#### [WHAT YOU ARE ASKED TO DO]
Down to the last line, output the records below exactly.

Region pointing data:
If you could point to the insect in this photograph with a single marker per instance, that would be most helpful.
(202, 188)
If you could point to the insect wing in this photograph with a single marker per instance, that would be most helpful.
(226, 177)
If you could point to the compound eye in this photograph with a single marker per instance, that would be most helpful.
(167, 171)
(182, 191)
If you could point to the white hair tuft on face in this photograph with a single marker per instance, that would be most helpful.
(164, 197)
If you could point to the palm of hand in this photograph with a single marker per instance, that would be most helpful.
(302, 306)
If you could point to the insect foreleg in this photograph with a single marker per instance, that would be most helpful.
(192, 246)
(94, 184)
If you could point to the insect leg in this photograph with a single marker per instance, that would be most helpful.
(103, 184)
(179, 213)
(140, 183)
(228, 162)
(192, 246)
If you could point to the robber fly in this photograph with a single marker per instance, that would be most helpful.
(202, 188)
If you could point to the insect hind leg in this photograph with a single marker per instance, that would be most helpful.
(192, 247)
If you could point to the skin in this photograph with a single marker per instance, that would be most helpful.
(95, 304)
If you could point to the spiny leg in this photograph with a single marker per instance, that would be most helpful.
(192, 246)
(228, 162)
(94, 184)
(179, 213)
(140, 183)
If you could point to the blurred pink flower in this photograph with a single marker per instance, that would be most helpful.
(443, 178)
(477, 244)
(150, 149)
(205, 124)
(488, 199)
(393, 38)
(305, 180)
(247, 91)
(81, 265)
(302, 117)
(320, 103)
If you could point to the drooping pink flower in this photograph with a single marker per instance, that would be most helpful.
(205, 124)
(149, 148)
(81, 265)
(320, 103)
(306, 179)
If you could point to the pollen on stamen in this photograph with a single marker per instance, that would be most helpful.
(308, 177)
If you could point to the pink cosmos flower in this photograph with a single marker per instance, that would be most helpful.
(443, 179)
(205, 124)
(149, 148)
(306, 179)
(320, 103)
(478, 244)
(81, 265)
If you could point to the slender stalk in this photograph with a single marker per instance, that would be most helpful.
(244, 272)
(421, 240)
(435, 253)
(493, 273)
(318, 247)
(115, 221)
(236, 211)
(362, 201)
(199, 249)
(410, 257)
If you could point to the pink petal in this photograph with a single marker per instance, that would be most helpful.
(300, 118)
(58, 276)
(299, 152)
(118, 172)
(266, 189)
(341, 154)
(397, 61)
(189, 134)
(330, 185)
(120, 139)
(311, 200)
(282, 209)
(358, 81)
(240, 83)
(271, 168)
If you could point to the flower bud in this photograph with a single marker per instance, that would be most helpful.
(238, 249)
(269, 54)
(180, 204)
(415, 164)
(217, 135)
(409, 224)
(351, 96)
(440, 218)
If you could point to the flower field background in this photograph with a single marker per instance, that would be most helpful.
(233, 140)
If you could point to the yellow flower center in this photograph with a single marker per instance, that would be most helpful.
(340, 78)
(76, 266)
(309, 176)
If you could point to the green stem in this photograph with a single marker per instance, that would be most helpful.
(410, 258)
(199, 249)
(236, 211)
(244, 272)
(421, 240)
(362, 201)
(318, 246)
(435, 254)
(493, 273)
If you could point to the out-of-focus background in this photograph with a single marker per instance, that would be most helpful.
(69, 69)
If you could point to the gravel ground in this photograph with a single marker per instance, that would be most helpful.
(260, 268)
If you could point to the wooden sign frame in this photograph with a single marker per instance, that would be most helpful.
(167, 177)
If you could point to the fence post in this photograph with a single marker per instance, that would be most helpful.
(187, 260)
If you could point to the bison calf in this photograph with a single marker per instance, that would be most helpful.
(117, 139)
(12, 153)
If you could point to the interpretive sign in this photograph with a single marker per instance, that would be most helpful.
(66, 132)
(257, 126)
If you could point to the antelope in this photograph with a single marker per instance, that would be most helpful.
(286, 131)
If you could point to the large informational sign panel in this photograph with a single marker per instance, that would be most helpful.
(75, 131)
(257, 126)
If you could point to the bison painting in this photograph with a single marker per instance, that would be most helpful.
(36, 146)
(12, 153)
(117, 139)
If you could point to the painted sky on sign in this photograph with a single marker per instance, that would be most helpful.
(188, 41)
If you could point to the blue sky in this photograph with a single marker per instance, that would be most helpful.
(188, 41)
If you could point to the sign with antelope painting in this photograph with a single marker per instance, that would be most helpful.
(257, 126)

#### [SOLUTION TO THIS TASK]
If you could point to the insect in this photograph with a single marker per instance, that would be most helpful.
(202, 188)
If you could point to the insect wing in this photograph with a single marker per instance, that would be most helpful.
(226, 177)
If you could point to the compound eye in this photograph with a single marker per instance, that would be most helpful.
(167, 171)
(182, 191)
If you could point to the white hair tuft on face in this photograph with a single marker per instance, that would be most helpful.
(164, 197)
If you could point to the palm of hand in this photograph with a single marker per instance, that would be most helpful.
(302, 306)
If you could point to the insect foreleg in this photograph with a single marker per instance, that would be most helpful.
(192, 246)
(94, 184)
If you could point to the insect leg in this photograph with a single marker per instance, that would be most helpful.
(103, 184)
(179, 213)
(140, 183)
(228, 162)
(192, 246)
If you could point to the robber fly in this photograph with a single marker per instance, that would be most helpful.
(202, 188)
If you could point to the insect hind leg in this photograph with a single marker per instance, that would be most helpful.
(192, 247)
If you could point to the skin in this photograph with a single marker per instance, that would be most helpful.
(95, 304)
If you could point to the spiny leg in this photograph with a single marker per instance, that would be most helpful.
(192, 246)
(228, 162)
(94, 184)
(179, 213)
(140, 183)
If you could point to the blurred pink flower in this photograph with a single marker per instance, that would be most helpful.
(443, 178)
(477, 244)
(150, 149)
(205, 124)
(488, 199)
(393, 38)
(305, 180)
(247, 91)
(81, 265)
(302, 117)
(320, 103)
If you could point to the drooping pink flower in this photograph with a single marker per instance, that would be most helpful.
(205, 124)
(149, 148)
(81, 265)
(320, 103)
(306, 179)
If you could point to the pollen on stamen in this photograph with a single marker per instance, that would be most helpful.
(308, 177)
If you could point to the pink cosmos flower in this photograph with a single marker per instance, that would be most helpful.
(443, 179)
(205, 124)
(149, 148)
(306, 179)
(320, 103)
(478, 244)
(81, 265)
If you could point to the slender stalk in this photograph with a single marker per instance, that would be most helpful.
(244, 272)
(421, 240)
(435, 253)
(493, 273)
(318, 247)
(115, 221)
(236, 211)
(362, 201)
(199, 249)
(410, 257)
If you could point to the pink petal in this photograph with a single marker per instance, that would be most helpful.
(300, 118)
(58, 276)
(299, 152)
(118, 172)
(266, 189)
(341, 154)
(397, 61)
(189, 134)
(330, 185)
(120, 139)
(311, 200)
(282, 209)
(358, 81)
(240, 83)
(271, 168)
If you could point to the flower bud in this photograph with a single marker per instance, that would be most helpful.
(238, 249)
(269, 54)
(180, 204)
(415, 164)
(217, 135)
(409, 224)
(351, 96)
(440, 218)
If you could point to the flower field background in this photograph with a single marker per instance, that would be most helpful.
(233, 140)
If you could point to the yellow flower center in this photograph with a single marker per instance, that would be most helpful.
(340, 78)
(76, 266)
(309, 176)
If you could point to the green stem in this photograph with a single marker per instance, that would be most helpful.
(410, 258)
(199, 249)
(236, 211)
(244, 272)
(421, 240)
(362, 201)
(318, 246)
(435, 254)
(493, 273)
If you could point to the out-of-focus background in this photograph with a single marker per instance, that would be most helpful.
(69, 69)
If you could point to the gravel ground in this photograph with a single marker per instance, that would be most helpful.
(260, 268)
If you could point to the wooden sign frame in this photograph with a single marker per instance, that would be most helpful.
(167, 177)
If you could point to the fence post in this photograph with a single marker per instance, that would be most helpful.
(187, 260)
If you could point to the bison calf in this photograph with a single marker per instance, that would be most helpful.
(117, 139)
(12, 153)
If you could point to the interpretive sign in this photograph with a single marker per instance, that would be most helpful.
(66, 132)
(257, 126)
If you could point to the antelope in this photograph with a single marker per instance, that would be most helpful.
(286, 131)
If you could point to the large informational sign panel in this photograph with a single marker per instance, that would be most helpful.
(75, 131)
(257, 126)
If you could point to the bison painting in this photograph with a single marker per instance, that would be most helpful.
(36, 146)
(12, 153)
(117, 139)
If you could point to the painted sky on sign in this photograph with a single marker per instance, that would be most helpful.
(188, 41)
If you could point to the blue sky in this photograph with a single marker per instance, that would be most helpful.
(188, 41)
If you could point to the sign with antelope painting in this photograph with a single marker per instance, that would be most helpful.
(257, 126)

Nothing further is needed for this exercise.